That’s a significant progression from the position, several years ago, when Salesforce had stitched together a platform around various acquisitions (ExactTarget, for example) that didn’t necessarily talk to each other.
“At times, what we would do is have a kind of behind-the-scenes flow where data from one product could be moved into another product,” said Jania, “but in many of those cases the data would then be in both, whereas now the data is in Data Cloud. Tableau will run natively off Data Cloud; Commerce Cloud, Service Cloud, Marketing Cloud — they’re all going to the same operational customer profile.” They’re not copying the data from Data Cloud, Jania confirmed.
Another thing to know is tit’s possible for Salesforce customers to import their own datasets into Data Cloud. “We wanted to create a federated data model,” said Jania. “If you’re using Snowflake, for example, we more or less virtually sit on your data lake. The value we add is that we will look at all your data and help you form these operational customer profiles.”
Let’s learn more about Einstein Copilot
“Copilot means that I have an assistant with me in the tool where I need to be working that contextually knows what I am trying to do and helps me at every step of the process,” Jania said.
For marketers, this might begin with a campaign brief developed with Copilot’s assistance, the identification of an audience based on the brief, and then the development of email or other content. “What’s really cool is the idea of Einstein Studio where our customers will create actions [for Copilot] that we hadn’t even thought about.”

____

_THINGS TO DO_
**a)** Extract the passage of the Salesforce Data Cloud article between "That’s a significant" and "Cloud, Jania confirmed.", inclusive.
**b)** In the Salesforce Data Cloud article, which Salesforce product does Jania say will run natively off Data Cloud?
**c)** Carry on writing the Salesforce Data Cloud article from the point where it ends.

____

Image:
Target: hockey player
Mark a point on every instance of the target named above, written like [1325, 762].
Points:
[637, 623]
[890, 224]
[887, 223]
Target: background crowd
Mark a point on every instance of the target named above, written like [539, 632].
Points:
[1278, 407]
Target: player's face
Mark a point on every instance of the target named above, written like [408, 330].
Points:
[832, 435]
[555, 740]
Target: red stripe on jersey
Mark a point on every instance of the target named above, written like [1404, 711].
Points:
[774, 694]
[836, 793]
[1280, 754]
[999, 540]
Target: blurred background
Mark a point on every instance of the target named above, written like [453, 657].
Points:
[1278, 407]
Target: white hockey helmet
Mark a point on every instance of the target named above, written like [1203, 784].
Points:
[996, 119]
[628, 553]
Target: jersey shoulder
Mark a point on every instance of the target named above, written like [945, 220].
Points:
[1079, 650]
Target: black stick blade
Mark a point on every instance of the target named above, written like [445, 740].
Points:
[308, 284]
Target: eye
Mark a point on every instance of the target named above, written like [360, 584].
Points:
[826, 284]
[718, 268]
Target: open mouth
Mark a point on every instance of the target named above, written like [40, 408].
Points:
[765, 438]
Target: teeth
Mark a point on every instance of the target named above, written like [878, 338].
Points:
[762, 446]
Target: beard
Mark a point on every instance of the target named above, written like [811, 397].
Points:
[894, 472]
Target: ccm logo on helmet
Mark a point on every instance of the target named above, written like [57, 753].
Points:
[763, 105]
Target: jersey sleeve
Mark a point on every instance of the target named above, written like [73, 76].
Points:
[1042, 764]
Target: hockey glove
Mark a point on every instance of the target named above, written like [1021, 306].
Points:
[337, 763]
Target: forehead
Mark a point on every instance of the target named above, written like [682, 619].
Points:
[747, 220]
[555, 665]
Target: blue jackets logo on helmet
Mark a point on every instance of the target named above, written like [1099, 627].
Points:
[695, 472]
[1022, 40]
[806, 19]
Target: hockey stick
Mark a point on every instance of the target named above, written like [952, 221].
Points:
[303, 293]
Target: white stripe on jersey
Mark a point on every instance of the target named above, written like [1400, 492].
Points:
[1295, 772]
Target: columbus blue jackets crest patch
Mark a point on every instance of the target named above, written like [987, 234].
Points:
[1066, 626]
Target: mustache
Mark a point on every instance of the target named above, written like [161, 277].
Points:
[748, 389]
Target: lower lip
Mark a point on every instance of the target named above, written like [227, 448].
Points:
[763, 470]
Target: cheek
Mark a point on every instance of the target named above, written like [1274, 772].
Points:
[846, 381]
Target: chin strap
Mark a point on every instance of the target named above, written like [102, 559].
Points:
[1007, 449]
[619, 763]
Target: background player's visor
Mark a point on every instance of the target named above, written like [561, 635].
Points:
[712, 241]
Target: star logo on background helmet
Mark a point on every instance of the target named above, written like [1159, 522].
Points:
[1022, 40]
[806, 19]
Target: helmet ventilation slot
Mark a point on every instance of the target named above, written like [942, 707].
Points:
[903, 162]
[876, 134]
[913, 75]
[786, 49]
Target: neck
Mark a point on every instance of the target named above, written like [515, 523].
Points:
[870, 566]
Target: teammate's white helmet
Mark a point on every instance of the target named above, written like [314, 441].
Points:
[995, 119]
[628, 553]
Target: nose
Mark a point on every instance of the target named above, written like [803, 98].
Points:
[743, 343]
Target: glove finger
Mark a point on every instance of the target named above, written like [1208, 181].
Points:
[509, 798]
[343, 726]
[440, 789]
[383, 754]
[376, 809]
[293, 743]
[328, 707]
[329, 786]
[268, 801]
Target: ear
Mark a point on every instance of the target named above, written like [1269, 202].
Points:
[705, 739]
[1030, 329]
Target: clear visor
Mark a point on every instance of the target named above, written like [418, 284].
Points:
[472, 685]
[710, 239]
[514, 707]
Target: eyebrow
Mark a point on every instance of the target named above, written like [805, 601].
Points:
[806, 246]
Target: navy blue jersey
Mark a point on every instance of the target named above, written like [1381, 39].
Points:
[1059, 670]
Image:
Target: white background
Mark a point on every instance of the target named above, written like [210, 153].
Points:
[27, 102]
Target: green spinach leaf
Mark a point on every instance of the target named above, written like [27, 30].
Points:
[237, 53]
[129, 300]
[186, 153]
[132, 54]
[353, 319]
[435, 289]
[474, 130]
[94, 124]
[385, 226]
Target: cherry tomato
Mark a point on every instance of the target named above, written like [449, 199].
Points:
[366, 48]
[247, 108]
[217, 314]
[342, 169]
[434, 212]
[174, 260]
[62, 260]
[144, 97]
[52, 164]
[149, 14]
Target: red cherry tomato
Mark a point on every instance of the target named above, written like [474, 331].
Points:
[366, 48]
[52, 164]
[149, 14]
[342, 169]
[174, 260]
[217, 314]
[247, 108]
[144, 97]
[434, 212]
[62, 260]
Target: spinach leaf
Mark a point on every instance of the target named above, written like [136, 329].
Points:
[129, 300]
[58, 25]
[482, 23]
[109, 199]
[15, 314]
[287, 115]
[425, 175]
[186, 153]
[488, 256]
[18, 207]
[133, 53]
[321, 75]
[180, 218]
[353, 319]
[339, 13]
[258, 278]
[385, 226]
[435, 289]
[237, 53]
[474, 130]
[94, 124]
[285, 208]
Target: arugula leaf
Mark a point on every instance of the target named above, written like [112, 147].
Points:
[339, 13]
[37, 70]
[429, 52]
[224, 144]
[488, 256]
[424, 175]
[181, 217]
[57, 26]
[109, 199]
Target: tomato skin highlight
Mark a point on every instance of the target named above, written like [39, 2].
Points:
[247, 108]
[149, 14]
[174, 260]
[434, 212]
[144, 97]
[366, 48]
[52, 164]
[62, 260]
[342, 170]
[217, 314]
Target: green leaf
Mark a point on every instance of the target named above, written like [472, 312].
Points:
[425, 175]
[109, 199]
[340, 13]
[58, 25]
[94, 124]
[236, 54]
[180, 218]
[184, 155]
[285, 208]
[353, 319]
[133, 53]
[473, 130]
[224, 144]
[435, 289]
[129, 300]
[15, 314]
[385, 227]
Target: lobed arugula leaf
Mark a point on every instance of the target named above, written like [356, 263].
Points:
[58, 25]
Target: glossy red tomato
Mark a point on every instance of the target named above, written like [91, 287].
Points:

____

_RESULTS FOR THE EXERCISE_
**a)**
That’s a significant progression from the position, several years ago, when Salesforce had stitched together a platform around various acquisitions (ExactTarget, for example) that didn’t necessarily talk to each other.
“At times, what we would do is have a kind of behind-the-scenes flow where data from one product could be moved into another product,” said Jania, “but in many of those cases the data would then be in both, whereas now the data is in Data Cloud. Tableau will run natively off Data Cloud; Commerce Cloud, Service Cloud, Marketing Cloud — they’re all going to the same operational customer profile.” They’re not copying the data from Data Cloud, Jania confirmed.

**b)** Tableau

**c)**
Here’s a key insight (back to nomenclature). We reported on Copilot for markets, Copilot for merchants, Copilot for shoppers. It turns out, however, that there is just one Copilot, Einstein Copilot, and these are use cases. “There’s just one Copilot, we just add these for a little clarity; we’re going to talk about marketing use cases, about shoppers’ use cases. These are actions for the marketing use cases we built out of the box; you can build your own.”
It’s surely going to take a little time for marketers to learn to work easily with Copilot. “There’s always time for adoption,” Jania agreed. “What is directly connected with this is, this is my ninth Connections and this one has the most hands-on training that I’ve seen since 2014 — and a lot of that is getting people using Data Cloud, using these tools rather than just being given a demo.”
What’s new about Einstein Personalization
Salesforce Einstein has been around since 2016 and many of the use cases seem to have involved personalization in various forms. What’s new?
“Einstein Personalization is a real-time decision engine and it’s going to choose next-best-action, next-best-offer. What is new is that it’s a service now that runs natively on top of Data Cloud.” A lot of real-time decision engines need their own set of data that might actually be a subset of data. “Einstein Personalization is going to look holistically at a customer and recommend a next-best-action that could be natively surfaced in Service Cloud, Sales Cloud or Marketing Cloud.”
Finally, trust
One feature of the presentations at Connections was the reassurance that, although public LLMs like ChatGPT could be selected for application to customer data, none of that data would be retained by the LLMs. Is this just a matter of written agreements? No, not just that, said Jania.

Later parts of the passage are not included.